### WORK REQUIRED:
Rewrite all of the items below as a numbered list, leaving out any blank lines.

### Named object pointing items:
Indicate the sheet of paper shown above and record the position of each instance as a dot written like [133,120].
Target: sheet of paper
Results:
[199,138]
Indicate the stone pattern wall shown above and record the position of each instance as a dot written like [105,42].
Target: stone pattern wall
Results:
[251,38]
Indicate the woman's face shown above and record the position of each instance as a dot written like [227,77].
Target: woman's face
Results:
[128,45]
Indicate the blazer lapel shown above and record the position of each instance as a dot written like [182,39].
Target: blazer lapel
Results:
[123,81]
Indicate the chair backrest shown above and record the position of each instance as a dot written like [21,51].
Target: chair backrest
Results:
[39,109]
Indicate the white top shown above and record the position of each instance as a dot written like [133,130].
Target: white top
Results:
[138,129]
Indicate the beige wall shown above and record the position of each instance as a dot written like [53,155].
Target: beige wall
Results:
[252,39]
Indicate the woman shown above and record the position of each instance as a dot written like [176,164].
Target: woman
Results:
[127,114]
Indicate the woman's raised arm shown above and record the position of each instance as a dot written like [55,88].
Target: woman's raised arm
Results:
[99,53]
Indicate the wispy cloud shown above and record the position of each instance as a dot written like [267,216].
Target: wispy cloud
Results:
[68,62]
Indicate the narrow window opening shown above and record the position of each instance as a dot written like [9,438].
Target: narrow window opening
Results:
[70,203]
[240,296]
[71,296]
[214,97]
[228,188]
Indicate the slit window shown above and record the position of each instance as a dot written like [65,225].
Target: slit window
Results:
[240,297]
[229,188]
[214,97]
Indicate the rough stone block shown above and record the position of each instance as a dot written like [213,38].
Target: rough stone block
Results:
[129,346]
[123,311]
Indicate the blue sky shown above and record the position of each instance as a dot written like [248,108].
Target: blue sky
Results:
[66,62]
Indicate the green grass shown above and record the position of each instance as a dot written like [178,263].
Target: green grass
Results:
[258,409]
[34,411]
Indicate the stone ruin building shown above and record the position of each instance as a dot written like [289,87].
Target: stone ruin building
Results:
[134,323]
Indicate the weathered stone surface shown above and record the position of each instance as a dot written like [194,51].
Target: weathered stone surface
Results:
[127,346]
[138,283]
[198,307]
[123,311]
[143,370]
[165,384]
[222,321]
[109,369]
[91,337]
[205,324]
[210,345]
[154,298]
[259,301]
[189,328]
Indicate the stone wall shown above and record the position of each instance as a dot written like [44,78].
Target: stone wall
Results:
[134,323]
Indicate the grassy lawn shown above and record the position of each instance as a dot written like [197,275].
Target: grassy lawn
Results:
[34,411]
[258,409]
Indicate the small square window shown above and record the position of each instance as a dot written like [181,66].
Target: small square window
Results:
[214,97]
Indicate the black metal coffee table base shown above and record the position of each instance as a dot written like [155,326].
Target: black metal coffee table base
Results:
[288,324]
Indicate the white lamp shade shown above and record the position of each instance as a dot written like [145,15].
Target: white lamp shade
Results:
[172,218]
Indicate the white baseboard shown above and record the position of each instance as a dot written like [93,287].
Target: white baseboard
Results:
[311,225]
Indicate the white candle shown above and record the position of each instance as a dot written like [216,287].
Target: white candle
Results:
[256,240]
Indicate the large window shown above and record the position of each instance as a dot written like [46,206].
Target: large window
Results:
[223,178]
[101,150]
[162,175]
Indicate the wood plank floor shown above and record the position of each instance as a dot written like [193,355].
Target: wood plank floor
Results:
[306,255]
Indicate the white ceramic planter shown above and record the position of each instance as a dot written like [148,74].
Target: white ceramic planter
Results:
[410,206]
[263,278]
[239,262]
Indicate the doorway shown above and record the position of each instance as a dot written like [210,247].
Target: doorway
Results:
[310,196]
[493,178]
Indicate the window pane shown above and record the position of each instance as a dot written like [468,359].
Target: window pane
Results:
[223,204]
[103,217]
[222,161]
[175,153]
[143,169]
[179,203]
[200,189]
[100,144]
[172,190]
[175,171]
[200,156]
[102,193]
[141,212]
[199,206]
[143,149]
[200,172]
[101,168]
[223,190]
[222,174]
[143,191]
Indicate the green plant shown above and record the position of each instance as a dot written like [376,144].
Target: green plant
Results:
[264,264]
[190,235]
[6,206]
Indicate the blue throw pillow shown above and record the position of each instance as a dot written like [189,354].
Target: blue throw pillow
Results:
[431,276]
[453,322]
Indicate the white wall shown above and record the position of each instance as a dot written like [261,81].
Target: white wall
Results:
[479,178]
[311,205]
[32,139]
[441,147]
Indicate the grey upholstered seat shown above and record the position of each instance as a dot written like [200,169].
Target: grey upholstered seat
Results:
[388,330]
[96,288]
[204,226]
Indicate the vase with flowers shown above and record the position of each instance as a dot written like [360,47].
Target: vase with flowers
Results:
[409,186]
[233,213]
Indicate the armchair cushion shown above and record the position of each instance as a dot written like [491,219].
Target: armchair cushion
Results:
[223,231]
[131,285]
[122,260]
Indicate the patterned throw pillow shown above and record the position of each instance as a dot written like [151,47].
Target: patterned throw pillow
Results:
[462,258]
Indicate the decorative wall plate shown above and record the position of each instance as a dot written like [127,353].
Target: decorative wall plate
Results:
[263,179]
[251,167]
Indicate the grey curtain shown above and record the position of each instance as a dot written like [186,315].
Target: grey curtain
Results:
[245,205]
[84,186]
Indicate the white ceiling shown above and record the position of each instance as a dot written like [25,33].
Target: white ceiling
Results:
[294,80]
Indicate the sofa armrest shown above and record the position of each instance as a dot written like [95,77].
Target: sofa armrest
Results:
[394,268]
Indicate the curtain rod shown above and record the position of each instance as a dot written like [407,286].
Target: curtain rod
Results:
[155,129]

### ANSWER TO THIS EXERCISE:
1. Indicate the sheet of paper shown above and record the position of each instance as a dot written like [133,120].
2. Target: sheet of paper
3. Results:
4. [199,138]
5. Indicate the stone pattern wall shown above and record the position of each instance as a dot written like [105,42].
6. Target: stone pattern wall
7. Results:
8. [251,38]
9. Indicate the woman's face shown above and record the position of each instance as a dot written like [227,77].
10. Target: woman's face
11. Results:
12. [128,45]
13. Indicate the blazer lapel shown above and record the position of each instance as a dot written like [182,39].
14. Target: blazer lapel
15. Results:
16. [123,81]
17. Indicate the chair backrest shown above and record the position of each instance as a dot written like [21,51].
18. Target: chair backrest
19. Results:
20. [39,109]
21. Indicate the white top shown above and record the position of each instance as a dot written like [133,130].
22. Target: white top
23. Results:
24. [138,129]
25. Indicate the beige wall shown above and record the position of each instance as a dot written like [53,155].
26. Target: beige wall
27. Results:
28. [252,39]
29. Indicate the woman shown above and record the position of each instance as a dot written like [176,164].
30. Target: woman
31. Results:
32. [127,114]
33. Indicate the woman's raised arm shown above and record the position of each instance as a dot written like [55,88].
34. Target: woman's raised arm
35. Results:
36. [99,53]
37. Indicate the wispy cloud shown above and record the position of each instance as a dot written like [267,216].
38. Target: wispy cloud
39. Results:
40. [68,62]
41. Indicate the narrow window opening shown above and record the position of each instance as a dot written like [9,438].
42. Target: narrow window opening
43. Results:
44. [70,203]
45. [240,296]
46. [71,296]
47. [214,97]
48. [228,188]
49. Indicate the slit window shown above and record the position of each instance as a dot written like [65,225].
50. Target: slit window
51. Results:
52. [240,297]
53. [229,188]
54. [214,97]
55. Indicate the rough stone block shown above and record the position of each instance as a dot written like [213,38].
56. Target: rough stone block
57. Results:
58. [129,346]
59. [123,311]
60. Indicate the blue sky shown above and record the position of each instance as a dot written like [248,108].
61. Target: blue sky
62. Results:
63. [66,62]
64. Indicate the green grass shown above and record the position of each instance as a dot written like [178,263].
65. Target: green grass
66. Results:
67. [258,409]
68. [34,411]
69. Indicate the stone ruin building shown above and record the position of each instance as a dot written like [289,87].
70. Target: stone ruin building
71. Results:
72. [134,323]
73. Indicate the weathered stone surface shown above and record the position of each instance as a dot written like [194,51].
74. Target: weathered stone surface
75. Results:
76. [127,346]
77. [138,283]
78. [198,307]
79. [123,311]
80. [143,370]
81. [165,384]
82. [222,321]
83. [109,369]
84. [91,337]
85. [205,324]
86. [210,345]
87. [154,298]
88. [259,301]
89. [189,328]
90. Indicate the stone wall shown above and record the position of each instance as a dot written like [44,78].
91. Target: stone wall
92. Results:
93. [134,323]
94. Indicate the grassy lawn shown above and record the position of each instance as a dot written like [197,275].
95. Target: grassy lawn
96. Results:
97. [34,411]
98. [258,409]
99. Indicate the small square window shown above and record the position of each instance as a dot written like [181,66].
100. Target: small square window
101. Results:
102. [214,97]
103. Indicate the black metal coffee table base shown above and record the position of each instance as a dot written like [155,326].
104. Target: black metal coffee table base
105. Results:
106. [288,324]
107. Indicate the white lamp shade shown above and record the position of each instance as a dot written like [145,15].
108. Target: white lamp shade
109. Results:
110. [172,218]
111. Indicate the white baseboard shown above and record the position of each instance as a dot written like [93,287].
112. Target: white baseboard
113. Results:
114. [311,225]
115. Indicate the white candle shown above and record the position of each instance as a dot written like [216,287].
116. Target: white candle
117. Results:
118. [256,240]
119. Indicate the large window shown above and record the position of each instance as a dot written like [46,206].
120. Target: large window
121. Results:
122. [223,178]
123. [101,150]
124. [162,175]
125. Indicate the wood plank floor shown above and record the position of each instance as a dot written like [193,355].
126. Target: wood plank floor
127. Results:
128. [306,255]
129. Indicate the white ceramic planter shown above and record the position of each instance as a dot written like [148,74].
130. Target: white ceramic planter
131. Results:
132. [410,206]
133. [263,278]
134. [239,262]
135. Indicate the doorway shown above and record the position of each instance as a dot written like [210,247].
136. Target: doorway
137. Results:
138. [310,196]
139. [493,178]
140. Indicate the window pane shown above and record the position of each instance as a dot written like [468,359].
141. Target: window pane
142. Results:
143. [223,204]
144. [103,217]
145. [222,161]
146. [175,153]
147. [143,169]
148. [179,203]
149. [200,189]
150. [100,144]
151. [172,190]
152. [175,171]
153. [200,156]
154. [102,193]
155. [141,212]
156. [199,206]
157. [143,149]
158. [200,172]
159. [101,168]
160. [223,190]
161. [222,174]
162. [143,191]
163. Indicate the green plant shown above and record the position of each instance as a dot written like [376,144].
164. Target: green plant
165. Results:
166. [264,264]
167. [190,235]
168. [6,206]
169. Indicate the blue throw pillow shown above and record the position of each instance as a dot written like [189,354].
170. Target: blue throw pillow
171. Results:
172. [431,276]
173. [453,322]
174. Indicate the white wall shown above and record the position of each instance as a dot written like [261,81].
175. Target: white wall
176. Results:
177. [479,178]
178. [311,205]
179. [32,139]
180. [441,147]
181. Indicate the grey upholstered seat shown above and record the position of each instance as a dot written like [200,169].
182. Target: grey upholstered seat
183. Results:
184. [388,330]
185. [96,288]
186. [204,226]
187. Indicate the vase with flowers shown above and record the position of each instance as a dot written like [360,47].
188. Target: vase with flowers
189. Results:
190. [409,186]
191. [233,213]
192. Indicate the armchair cushion shown above and record the position of each instance as a dot written like [491,219].
193. Target: armchair cushion
194. Results:
195. [223,231]
196. [131,285]
197. [122,260]
198. Indicate the patterned throw pillow shown above and record the position of each instance as a dot written like [151,47].
199. Target: patterned throw pillow
200. Results:
201. [462,258]
202. Indicate the decorative wall plate shown above and record the position of each instance as a dot written like [127,353].
203. Target: decorative wall plate
204. Results:
205. [263,179]
206. [251,167]
207. Indicate the grey curtain shown above and record the position of each instance as a dot written like [186,315].
208. Target: grey curtain
209. Results:
210. [245,205]
211. [84,186]
212. Indicate the white ceiling shown above and record the position of each instance as a dot written like [25,33].
213. Target: white ceiling
214. Results:
215. [294,80]
216. Indicate the sofa armrest shown above and record the position of each instance as a dot written like [95,77].
217. Target: sofa armrest
218. Results:
219. [394,268]
220. Indicate the curtain rod shown above and record the position of each instance as a dot written like [407,286].
221. Target: curtain rod
222. Results:
223. [155,129]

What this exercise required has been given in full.